Activity:
Continue the article on foreign investment in U.S. commercial real estate from the point where it stops.

Selected passage:
[Start of Attachment]

Cross-Border Investment Dropped Sharply in the First Half of 2020. But Foreign Buyers Will Come Back.

In spite of the current situation, global real estate investors still have a favorable view of the U.S. market.

While cross-border capital flows have declined considerably in the second quarter, industry sources expect foreign investors to return some time next year.

Cross-border investment sales activity fell sharply to $3.9 billion in the second quarter of 2020 due to the overall slowdown caused by the pandemic. Foreign investors represented 8 percent of total U.S. investment activity during the period, well down from the 22 percent high mark set in 2015, according to a recent report from data firm Real Capital Analytics (RCA). For the whole first half of 2020, cross-border investment in U.S. commercial real estate dropped by 34 percent year-over-year, according to a report from real estate services firm CBRE. JLL estimates foreign investment volume decreased by 29 percent in the first half of 2020 compared to the first half of 2019.

[End of Attachment]

Data provided:
[Start of Attachment]

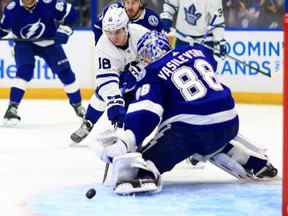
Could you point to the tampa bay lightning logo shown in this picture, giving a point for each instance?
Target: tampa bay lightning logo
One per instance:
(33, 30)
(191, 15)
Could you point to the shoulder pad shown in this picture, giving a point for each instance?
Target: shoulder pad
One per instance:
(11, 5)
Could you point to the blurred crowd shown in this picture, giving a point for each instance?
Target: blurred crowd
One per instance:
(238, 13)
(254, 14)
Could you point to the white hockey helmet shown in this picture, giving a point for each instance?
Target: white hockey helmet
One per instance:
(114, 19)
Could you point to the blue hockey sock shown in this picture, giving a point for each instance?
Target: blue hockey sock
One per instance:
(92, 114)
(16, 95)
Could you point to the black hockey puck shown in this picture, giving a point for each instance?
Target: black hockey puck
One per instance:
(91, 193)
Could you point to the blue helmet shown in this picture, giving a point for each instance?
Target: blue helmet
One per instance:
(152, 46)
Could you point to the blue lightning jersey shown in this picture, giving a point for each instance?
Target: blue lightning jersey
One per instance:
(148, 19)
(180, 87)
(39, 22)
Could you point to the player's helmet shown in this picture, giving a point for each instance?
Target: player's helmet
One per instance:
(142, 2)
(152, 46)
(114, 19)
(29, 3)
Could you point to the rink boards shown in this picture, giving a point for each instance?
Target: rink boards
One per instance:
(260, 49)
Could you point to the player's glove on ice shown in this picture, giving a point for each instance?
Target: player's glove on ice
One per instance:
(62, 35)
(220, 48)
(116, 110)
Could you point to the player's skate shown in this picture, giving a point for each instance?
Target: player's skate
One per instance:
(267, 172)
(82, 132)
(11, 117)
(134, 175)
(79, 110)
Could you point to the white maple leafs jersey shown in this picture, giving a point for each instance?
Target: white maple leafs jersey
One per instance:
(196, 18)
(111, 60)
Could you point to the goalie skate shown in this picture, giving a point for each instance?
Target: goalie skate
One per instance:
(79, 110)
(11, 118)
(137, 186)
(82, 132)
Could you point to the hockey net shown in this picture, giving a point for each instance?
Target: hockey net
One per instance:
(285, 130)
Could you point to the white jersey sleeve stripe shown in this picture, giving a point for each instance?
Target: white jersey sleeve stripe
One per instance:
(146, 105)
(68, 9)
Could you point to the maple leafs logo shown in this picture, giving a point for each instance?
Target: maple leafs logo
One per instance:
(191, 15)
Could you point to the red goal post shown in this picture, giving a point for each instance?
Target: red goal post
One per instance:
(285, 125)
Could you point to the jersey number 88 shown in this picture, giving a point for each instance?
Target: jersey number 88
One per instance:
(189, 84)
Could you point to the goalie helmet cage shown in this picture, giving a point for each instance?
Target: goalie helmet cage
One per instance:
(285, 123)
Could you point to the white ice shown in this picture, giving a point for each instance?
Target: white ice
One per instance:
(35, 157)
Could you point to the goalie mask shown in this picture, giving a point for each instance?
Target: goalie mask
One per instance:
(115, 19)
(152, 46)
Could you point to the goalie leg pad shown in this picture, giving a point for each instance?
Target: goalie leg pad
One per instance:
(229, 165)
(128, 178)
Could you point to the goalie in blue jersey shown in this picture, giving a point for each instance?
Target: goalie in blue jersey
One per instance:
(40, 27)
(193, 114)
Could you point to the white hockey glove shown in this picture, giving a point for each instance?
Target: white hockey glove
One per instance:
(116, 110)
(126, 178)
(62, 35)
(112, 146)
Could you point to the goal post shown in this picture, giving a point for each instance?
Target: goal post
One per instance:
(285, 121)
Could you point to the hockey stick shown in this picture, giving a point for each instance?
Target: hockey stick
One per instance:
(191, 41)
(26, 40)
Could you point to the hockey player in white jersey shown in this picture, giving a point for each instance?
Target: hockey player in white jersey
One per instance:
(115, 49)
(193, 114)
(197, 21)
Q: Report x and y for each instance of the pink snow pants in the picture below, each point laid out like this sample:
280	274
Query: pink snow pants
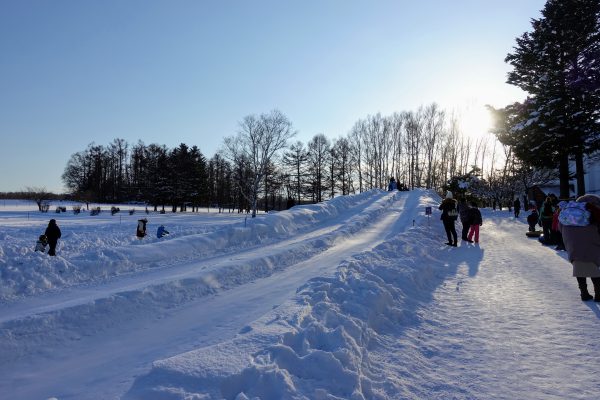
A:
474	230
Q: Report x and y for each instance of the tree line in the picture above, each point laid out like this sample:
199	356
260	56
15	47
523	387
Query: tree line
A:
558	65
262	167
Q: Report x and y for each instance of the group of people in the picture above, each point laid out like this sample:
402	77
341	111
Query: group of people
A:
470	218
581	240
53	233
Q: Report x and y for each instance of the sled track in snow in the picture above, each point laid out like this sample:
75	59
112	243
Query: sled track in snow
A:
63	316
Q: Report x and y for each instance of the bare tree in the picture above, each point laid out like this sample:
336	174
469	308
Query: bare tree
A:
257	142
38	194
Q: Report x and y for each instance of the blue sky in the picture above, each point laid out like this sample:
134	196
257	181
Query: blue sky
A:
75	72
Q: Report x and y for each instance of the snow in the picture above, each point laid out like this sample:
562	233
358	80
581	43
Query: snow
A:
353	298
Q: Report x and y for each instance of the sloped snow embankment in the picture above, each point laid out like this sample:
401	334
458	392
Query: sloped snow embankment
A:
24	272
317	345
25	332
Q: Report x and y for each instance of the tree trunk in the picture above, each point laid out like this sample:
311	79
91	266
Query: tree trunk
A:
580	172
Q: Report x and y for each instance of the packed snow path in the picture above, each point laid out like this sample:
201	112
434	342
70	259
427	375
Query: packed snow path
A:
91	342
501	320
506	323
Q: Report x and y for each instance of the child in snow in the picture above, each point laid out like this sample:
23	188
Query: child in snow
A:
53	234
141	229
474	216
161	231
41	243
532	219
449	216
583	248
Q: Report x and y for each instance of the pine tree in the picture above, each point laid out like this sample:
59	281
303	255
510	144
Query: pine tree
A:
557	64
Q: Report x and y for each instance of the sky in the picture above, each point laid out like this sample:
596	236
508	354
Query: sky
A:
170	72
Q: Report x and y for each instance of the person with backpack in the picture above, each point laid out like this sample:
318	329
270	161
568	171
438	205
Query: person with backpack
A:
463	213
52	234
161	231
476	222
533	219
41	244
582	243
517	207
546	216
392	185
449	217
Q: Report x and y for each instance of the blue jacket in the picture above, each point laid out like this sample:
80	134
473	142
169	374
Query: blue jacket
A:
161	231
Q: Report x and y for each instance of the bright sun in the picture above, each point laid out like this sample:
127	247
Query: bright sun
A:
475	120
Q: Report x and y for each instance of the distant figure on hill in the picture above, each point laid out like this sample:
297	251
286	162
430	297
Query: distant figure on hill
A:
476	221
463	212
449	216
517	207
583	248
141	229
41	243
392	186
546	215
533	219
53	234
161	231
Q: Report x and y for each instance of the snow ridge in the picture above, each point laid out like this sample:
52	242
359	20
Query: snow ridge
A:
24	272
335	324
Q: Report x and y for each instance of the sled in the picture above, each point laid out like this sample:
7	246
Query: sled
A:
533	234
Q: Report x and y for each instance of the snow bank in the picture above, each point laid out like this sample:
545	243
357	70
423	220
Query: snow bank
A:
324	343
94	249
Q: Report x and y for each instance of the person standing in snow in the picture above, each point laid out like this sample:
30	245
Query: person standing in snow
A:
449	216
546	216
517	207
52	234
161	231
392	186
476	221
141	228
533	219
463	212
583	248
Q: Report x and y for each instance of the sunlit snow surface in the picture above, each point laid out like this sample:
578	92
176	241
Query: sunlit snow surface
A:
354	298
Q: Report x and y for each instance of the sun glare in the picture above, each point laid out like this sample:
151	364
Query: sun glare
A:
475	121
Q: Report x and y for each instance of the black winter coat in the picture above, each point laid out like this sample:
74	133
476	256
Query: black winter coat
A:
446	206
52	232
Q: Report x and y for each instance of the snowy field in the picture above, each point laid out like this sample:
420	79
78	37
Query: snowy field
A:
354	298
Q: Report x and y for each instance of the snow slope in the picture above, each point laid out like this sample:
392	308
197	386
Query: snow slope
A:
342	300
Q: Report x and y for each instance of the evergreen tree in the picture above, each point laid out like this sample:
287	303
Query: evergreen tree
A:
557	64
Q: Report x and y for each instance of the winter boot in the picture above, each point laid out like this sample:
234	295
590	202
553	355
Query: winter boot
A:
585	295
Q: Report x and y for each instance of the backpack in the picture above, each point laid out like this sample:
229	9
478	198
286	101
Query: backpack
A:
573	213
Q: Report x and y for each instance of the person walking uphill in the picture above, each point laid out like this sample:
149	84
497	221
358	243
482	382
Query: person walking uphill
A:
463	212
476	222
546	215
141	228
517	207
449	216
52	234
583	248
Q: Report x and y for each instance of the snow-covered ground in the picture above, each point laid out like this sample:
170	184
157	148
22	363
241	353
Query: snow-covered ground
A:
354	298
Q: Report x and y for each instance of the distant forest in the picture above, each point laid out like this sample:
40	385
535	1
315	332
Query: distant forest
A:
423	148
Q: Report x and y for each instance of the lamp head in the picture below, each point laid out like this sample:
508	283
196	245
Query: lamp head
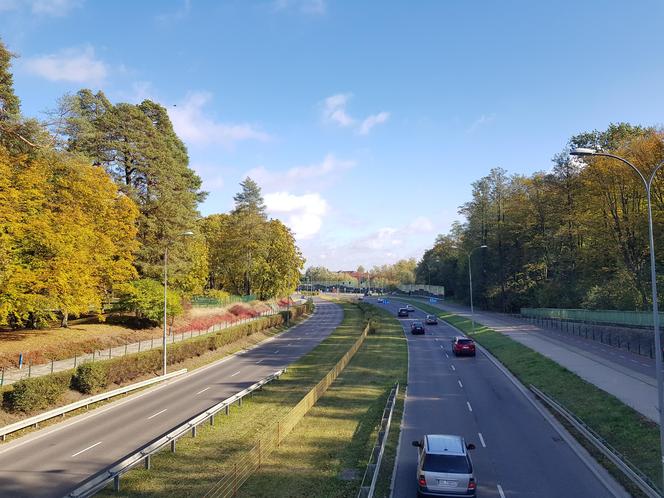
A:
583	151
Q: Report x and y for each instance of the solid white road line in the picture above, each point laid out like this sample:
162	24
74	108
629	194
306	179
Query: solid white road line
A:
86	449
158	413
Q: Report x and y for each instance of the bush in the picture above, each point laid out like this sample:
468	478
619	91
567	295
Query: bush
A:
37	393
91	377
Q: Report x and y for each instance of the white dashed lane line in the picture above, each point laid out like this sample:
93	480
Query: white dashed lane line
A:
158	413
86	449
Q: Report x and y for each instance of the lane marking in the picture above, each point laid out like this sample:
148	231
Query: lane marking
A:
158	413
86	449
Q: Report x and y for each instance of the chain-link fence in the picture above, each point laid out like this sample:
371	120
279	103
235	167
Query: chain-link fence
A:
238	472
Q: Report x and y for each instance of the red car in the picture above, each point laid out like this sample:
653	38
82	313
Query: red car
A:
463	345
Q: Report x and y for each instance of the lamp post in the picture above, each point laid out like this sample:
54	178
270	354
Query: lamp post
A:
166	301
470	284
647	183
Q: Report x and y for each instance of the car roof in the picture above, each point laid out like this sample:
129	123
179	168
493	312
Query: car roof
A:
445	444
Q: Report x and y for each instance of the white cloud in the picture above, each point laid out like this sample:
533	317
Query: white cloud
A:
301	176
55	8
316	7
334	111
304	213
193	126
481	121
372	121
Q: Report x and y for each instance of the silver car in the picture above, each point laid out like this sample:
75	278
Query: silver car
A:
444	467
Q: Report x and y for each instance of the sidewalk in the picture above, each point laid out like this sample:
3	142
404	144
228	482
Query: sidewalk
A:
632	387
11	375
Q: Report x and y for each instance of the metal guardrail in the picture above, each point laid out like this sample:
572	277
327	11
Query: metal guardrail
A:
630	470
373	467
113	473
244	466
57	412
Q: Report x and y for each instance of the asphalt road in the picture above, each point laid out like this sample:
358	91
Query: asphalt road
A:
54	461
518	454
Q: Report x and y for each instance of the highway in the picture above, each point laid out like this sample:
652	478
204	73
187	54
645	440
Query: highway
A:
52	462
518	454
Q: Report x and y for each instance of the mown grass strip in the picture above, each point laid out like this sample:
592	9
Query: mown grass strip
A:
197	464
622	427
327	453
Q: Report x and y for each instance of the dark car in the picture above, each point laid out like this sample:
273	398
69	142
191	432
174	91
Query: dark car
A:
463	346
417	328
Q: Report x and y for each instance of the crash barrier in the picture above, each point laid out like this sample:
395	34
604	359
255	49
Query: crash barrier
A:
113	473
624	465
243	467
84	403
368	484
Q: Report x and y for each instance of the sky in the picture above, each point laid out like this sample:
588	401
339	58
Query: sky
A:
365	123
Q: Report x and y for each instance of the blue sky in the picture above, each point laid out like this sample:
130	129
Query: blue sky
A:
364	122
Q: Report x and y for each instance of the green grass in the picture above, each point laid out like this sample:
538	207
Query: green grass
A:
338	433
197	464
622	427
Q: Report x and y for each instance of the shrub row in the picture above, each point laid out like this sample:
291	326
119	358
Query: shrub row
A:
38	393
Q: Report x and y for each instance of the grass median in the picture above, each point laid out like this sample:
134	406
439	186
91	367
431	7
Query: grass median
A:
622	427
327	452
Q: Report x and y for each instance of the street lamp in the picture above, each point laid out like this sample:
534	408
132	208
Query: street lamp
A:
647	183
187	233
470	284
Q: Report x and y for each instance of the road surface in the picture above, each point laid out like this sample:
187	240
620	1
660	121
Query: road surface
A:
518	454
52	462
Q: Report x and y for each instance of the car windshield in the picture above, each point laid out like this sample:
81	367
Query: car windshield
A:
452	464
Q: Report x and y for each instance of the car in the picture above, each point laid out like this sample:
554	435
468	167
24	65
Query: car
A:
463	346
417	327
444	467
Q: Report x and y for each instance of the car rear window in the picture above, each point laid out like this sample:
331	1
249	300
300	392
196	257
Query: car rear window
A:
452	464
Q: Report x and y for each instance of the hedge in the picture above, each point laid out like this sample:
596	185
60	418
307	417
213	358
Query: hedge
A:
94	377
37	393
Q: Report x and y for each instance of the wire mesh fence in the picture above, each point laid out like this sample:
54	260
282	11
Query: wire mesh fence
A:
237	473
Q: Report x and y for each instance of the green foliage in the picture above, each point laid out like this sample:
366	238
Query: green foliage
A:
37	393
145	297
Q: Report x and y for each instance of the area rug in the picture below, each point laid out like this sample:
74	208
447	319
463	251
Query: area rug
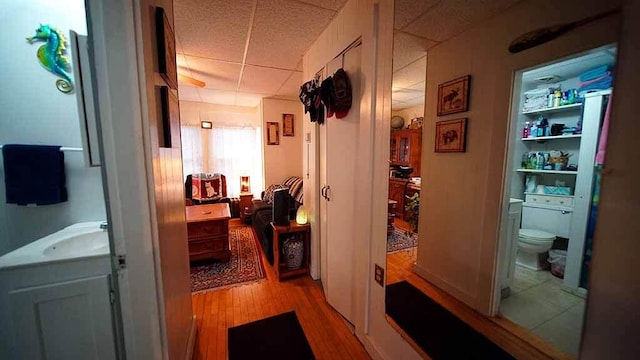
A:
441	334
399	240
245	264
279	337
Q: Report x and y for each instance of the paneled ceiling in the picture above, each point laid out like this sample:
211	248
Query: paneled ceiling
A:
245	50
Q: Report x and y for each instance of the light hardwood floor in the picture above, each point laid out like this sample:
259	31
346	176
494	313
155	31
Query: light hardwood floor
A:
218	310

[End of Attachment]

Output of the exercise:
Industry sources maintain this pullback is not a sign of global investors writing off the U.S. as an investment destination.

“In some ways, the environment is quite good for foreign capital [investment] into real estate because the hedging costs have just dropped right down,” says Richard Barkham, global chief economist at CBRE. “We have got some pretty hot sectors in industrial and logistics. The U.S. has always been seen as the highest performing economy in the world. So, we do expect that investment to come back.”